Input material
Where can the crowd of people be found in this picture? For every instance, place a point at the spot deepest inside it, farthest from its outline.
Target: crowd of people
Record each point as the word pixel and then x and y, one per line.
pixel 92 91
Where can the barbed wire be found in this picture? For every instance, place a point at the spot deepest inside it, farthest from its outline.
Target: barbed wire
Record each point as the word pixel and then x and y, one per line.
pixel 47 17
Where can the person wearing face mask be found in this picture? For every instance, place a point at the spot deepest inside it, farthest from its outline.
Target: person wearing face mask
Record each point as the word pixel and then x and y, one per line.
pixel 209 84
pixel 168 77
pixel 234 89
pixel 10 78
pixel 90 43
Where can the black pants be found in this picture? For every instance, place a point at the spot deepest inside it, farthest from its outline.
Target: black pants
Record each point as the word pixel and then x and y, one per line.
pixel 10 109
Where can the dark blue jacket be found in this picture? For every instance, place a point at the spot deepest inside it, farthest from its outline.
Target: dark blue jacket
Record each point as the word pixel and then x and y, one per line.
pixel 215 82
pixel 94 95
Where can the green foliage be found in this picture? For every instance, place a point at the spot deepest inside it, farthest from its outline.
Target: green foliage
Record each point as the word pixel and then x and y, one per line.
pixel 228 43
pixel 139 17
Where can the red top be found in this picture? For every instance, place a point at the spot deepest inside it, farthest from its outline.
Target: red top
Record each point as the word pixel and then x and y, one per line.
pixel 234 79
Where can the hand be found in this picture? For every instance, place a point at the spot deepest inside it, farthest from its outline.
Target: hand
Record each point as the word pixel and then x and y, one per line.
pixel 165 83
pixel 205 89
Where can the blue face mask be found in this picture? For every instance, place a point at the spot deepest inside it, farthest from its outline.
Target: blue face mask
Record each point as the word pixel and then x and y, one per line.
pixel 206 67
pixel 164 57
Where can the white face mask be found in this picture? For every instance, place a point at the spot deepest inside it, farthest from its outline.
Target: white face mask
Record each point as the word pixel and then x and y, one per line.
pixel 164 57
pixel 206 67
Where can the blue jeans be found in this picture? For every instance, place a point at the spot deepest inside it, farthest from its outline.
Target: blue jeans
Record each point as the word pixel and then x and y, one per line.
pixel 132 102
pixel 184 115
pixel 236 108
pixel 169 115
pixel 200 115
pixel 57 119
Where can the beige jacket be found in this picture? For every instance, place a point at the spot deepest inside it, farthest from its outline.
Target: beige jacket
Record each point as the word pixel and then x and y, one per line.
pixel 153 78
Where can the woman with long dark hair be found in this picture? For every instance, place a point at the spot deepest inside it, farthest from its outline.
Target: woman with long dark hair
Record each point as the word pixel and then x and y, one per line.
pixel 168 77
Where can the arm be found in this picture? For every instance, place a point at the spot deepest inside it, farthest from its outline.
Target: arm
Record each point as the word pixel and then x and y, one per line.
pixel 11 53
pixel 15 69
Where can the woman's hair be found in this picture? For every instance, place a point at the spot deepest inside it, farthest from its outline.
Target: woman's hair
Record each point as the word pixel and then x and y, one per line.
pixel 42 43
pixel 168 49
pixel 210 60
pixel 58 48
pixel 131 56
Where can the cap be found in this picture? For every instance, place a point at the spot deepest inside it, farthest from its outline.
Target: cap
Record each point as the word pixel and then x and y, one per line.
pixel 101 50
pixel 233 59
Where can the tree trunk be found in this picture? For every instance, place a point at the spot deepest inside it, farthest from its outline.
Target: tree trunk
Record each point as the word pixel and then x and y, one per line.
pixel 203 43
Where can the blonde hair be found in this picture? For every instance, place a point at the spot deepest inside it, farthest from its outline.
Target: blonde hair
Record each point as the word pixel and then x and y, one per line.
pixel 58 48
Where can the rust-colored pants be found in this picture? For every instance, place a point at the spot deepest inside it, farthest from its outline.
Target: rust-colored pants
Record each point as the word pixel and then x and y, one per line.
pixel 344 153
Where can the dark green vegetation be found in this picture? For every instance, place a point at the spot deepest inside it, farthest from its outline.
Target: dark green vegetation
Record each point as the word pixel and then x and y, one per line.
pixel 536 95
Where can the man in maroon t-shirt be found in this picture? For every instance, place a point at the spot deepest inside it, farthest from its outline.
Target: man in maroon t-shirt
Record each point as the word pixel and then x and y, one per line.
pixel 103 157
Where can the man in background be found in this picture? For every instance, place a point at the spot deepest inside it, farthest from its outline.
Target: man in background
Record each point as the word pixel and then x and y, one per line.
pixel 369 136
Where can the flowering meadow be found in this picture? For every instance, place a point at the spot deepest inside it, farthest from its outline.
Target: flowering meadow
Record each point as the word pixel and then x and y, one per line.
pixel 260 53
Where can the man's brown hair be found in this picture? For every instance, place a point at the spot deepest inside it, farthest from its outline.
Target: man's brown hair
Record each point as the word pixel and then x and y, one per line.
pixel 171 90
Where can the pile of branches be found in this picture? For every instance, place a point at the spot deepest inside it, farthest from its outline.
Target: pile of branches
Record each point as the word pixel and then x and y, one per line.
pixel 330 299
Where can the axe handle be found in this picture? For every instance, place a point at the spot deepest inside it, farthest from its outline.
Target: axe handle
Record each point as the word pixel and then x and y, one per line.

Exercise
Retype the entire listing above, line for line, with no changes.

Written answer
Where can the crowd of people be found in this picture? For every instance, place a point at the spot deepest inside it, farthest from its outline.
Target: crowd of people
Record each point as the word pixel and then x and y, one per line.
pixel 92 91
Where can the barbed wire be found in this picture? For every instance, place a point at the spot deepest inside it, farthest from its outline.
Target: barbed wire
Record each point as the word pixel and then x and y, one per line.
pixel 47 17
Where can the person wearing face mask be found in this picture? For every instance, place a point at the spot deepest inside it, farthest from its outline.
Target: person wearing face mask
Record each point as the word pixel and then x and y, one per line.
pixel 209 84
pixel 168 77
pixel 234 89
pixel 10 78
pixel 90 43
Where can the black pants be found in this picture? For every instance, place a point at the spot deepest inside it, farthest from its outline.
Target: black pants
Record each point as the word pixel and then x and y, one per line.
pixel 10 109
Where can the dark blue jacket be found in this picture? For every instance, place a point at the spot deepest inside it, farthest from its outline.
Target: dark blue jacket
Record each point as the word pixel and then x and y, one per line.
pixel 215 82
pixel 94 95
Where can the green foliage be found in this picture? For every instance, place a point at the spot deepest inside it, farthest from its outline.
Target: green foliage
Record each point as the word pixel and then x and y, one per line.
pixel 228 43
pixel 139 17
Where can the red top be found in this picture? For every instance, place a point at the spot deepest inside it, farthest from its outline.
Target: red top
Record each point as the word pixel and then x and y, one per line.
pixel 234 79
Where can the hand be found in this picture? For every instance, place a point at the spot deepest inside it, farthest from its outline.
Target: hand
Record each point as the word pixel and then x and y, one per line.
pixel 165 83
pixel 205 89
Where can the blue face mask be found in this picture? For every instance, place a point at the spot deepest inside it, farthest from its outline.
Target: blue face mask
Record each point as the word pixel and then x and y, one per line.
pixel 206 67
pixel 164 57
Where can the white face mask be found in this picture? For every instance, place a point at the spot deepest inside it, farthest from its outline.
Target: white face mask
Record each point as the word pixel and then x and y, one per line.
pixel 164 57
pixel 206 67
Where can the blue jeans be found in this picture? For every instance, place a point at the spot deepest inside it, farthest from its outline.
Target: blue jeans
Record each point as the word pixel and then x and y, one per line.
pixel 132 102
pixel 184 115
pixel 236 108
pixel 169 115
pixel 200 115
pixel 57 119
Where can the beige jacket be found in this picture? For every instance, place a point at the spot deepest inside it, farthest from its outline.
Target: beige jacket
Record each point as the word pixel and then x and y, one per line.
pixel 153 78
Where can the woman with long dark hair be found in this picture? For every instance, place a point at the spot deepest inside it, farthest from its outline.
Target: woman with long dark hair
Record each point as the word pixel and then x and y, one per line.
pixel 168 77
Where can the arm be found in this picture? For every instance, place a point at the spot deepest inside it, farthest from its outline.
Target: arm
Record each point as the word pixel and then x and y, one per line.
pixel 11 53
pixel 15 69
Where can the woman's hair be found in this picture? For every instance, place a point at the spot deepest inside it, farthest from its outline.
Target: woman's hair
Record each point as the word pixel and then x and y, one per line.
pixel 42 43
pixel 168 49
pixel 210 60
pixel 58 48
pixel 131 56
Where can the cap be found in this picture? For every instance, place a point at the spot deepest inside it, farthest from its outline.
Target: cap
Record each point as the word pixel and then x and y, one per line.
pixel 101 50
pixel 233 59
Where can the tree trunk be found in this picture? For every instance, place a point at the spot deepest inside it, farthest from its outline.
Target: tree trunk
Record each point as the word pixel and then x and y, one per line.
pixel 203 43
Where can the blonde hair be found in this picture? For every instance, place a point at the spot deepest inside it, farthest from its outline.
Target: blonde hair
Record each point as the word pixel and then x and y, one per line.
pixel 58 48
Where can the rust-colored pants be found in this picture? For every instance, place a point at the spot deepest inside it, farthest from its outline.
Target: rust-colored pants
Record each point as the word pixel and then x and y, one per line.
pixel 344 153
Where can the dark green vegetation be found in this picture? For every instance, place a point at the spot deepest inside it, farthest from its outline.
Target: dark green vegetation
Record each point as the word pixel and then x and y, one per line.
pixel 536 95
Where can the man in maroon t-shirt be found in this picture? For every instance, place a point at the spot deepest inside it, farthest from its outline.
Target: man in maroon t-shirt
Record each point as the word pixel and then x and y, one per line.
pixel 103 157
Where can the man in background be found in this picture? For every instance, place a point at the spot deepest inside it, farthest from its outline.
Target: man in background
Record each point as the word pixel and then x and y, one per line.
pixel 369 136
Where can the flowering meadow be found in this picture? For every instance, place a point at the spot deepest inside it, farthest from its outline.
Target: flowering meadow
Record each point as the word pixel and then x and y, one per line.
pixel 260 53
Where can the man's brown hair be found in this picture? For every instance, place a point at the spot deepest inside it, farthest from its outline.
Target: man's brown hair
Record each point as the word pixel and then x and y, one per line.
pixel 171 90
Where can the pile of branches be found in this picture? For every instance, place a point at the spot deepest inside it, farthest from its outline.
Target: pile of branches
Record each point as the word pixel and then x and y, one per line.
pixel 330 299
Where can the axe handle be found in this picture? For every instance, place a point at the spot deepest inside it, farthest from its outline.
Target: axe handle
Record each point as the word pixel and then x and y, one per line.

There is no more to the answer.